**Provided records:**
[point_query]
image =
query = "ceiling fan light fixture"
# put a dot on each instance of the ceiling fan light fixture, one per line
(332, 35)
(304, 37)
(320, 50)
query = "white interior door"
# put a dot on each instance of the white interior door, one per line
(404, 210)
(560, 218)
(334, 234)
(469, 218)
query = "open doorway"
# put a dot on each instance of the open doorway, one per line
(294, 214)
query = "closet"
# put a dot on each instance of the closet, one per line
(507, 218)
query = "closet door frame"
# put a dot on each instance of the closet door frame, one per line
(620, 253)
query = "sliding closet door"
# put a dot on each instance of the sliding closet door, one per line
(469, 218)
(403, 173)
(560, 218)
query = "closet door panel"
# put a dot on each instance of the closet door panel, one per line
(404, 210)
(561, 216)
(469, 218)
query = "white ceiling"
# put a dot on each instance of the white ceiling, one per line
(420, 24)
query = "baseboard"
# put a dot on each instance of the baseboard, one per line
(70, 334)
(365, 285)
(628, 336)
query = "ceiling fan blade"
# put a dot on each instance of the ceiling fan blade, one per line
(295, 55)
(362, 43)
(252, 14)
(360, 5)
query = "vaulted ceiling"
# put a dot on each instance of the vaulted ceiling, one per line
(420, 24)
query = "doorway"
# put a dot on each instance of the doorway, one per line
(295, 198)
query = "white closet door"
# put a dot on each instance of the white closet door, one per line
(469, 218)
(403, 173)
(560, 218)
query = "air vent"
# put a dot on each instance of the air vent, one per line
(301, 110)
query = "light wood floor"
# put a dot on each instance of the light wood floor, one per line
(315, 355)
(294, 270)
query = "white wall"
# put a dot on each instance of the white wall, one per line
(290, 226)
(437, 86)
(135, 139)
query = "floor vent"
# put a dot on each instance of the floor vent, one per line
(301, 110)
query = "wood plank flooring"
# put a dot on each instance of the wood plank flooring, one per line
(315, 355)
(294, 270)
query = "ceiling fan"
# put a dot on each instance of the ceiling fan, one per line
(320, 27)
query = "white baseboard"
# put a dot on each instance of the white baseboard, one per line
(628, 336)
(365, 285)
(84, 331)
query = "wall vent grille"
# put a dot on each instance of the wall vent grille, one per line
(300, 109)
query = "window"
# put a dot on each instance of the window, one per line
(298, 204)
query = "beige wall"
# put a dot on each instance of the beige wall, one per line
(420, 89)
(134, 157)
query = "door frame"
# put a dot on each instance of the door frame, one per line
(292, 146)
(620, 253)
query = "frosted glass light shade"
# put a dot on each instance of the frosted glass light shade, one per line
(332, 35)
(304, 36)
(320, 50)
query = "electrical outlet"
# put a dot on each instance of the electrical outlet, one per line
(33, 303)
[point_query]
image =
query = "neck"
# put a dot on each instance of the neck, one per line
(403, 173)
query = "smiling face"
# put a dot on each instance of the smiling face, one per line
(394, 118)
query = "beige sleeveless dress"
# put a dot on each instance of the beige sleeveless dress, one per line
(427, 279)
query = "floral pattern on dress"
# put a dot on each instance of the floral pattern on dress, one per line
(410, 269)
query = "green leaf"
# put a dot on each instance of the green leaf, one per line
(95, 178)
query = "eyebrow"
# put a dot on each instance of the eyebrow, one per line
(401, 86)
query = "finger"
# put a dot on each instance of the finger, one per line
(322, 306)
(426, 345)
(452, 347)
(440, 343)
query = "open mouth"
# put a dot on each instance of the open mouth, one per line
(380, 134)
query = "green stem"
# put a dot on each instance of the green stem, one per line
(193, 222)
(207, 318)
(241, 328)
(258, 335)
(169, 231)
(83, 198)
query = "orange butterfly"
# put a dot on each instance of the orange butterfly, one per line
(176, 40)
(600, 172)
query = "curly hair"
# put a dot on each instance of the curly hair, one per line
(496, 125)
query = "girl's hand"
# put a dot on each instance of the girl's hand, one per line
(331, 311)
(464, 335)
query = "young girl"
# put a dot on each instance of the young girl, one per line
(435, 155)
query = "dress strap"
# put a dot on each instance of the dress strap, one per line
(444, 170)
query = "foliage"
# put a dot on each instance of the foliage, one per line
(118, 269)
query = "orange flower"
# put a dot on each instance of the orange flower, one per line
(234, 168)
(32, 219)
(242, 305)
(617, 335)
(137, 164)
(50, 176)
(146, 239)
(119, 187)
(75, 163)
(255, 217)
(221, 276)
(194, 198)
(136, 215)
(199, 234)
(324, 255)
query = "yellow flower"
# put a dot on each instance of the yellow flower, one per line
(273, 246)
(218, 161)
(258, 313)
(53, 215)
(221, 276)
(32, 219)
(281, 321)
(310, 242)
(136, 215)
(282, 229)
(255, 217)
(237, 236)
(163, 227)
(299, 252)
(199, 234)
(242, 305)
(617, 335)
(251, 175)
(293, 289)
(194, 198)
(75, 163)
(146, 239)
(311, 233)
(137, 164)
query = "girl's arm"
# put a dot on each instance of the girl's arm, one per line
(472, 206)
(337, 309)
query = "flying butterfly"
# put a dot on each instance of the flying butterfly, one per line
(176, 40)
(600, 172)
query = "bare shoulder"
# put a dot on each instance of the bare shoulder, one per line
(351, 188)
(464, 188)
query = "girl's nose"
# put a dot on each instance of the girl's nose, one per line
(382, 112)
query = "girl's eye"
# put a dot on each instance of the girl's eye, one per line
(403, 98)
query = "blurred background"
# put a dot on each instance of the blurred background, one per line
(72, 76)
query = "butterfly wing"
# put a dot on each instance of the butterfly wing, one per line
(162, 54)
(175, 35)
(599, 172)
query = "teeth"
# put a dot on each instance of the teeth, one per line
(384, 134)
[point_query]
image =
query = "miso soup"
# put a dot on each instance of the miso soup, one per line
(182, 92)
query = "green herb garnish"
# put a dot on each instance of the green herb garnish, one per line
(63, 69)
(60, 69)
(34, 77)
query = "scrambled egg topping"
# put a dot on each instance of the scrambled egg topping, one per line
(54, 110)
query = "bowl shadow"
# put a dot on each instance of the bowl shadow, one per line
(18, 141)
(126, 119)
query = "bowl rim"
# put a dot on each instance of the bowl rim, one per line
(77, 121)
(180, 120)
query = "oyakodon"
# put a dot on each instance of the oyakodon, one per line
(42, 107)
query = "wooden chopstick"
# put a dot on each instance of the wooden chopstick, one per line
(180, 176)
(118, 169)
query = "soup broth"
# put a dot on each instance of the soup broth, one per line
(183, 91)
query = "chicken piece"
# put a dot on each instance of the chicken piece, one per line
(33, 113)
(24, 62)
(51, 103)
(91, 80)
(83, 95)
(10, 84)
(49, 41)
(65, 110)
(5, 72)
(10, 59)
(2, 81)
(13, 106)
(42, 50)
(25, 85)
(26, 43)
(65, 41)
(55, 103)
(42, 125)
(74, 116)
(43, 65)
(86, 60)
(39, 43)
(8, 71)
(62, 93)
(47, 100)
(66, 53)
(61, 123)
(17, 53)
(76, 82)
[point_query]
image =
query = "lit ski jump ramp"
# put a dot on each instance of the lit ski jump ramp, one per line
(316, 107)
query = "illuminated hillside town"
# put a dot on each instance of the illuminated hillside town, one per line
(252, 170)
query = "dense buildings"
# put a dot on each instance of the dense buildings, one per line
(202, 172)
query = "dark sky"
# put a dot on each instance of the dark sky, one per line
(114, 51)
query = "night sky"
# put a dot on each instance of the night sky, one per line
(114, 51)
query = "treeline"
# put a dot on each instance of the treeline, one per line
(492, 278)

**Stated goal:** Report every line of the material that contains the word "young", matching case exactly.

**Solution to the problem:**
query = "young girl"
# put a dot on each instance of the young girl, one per line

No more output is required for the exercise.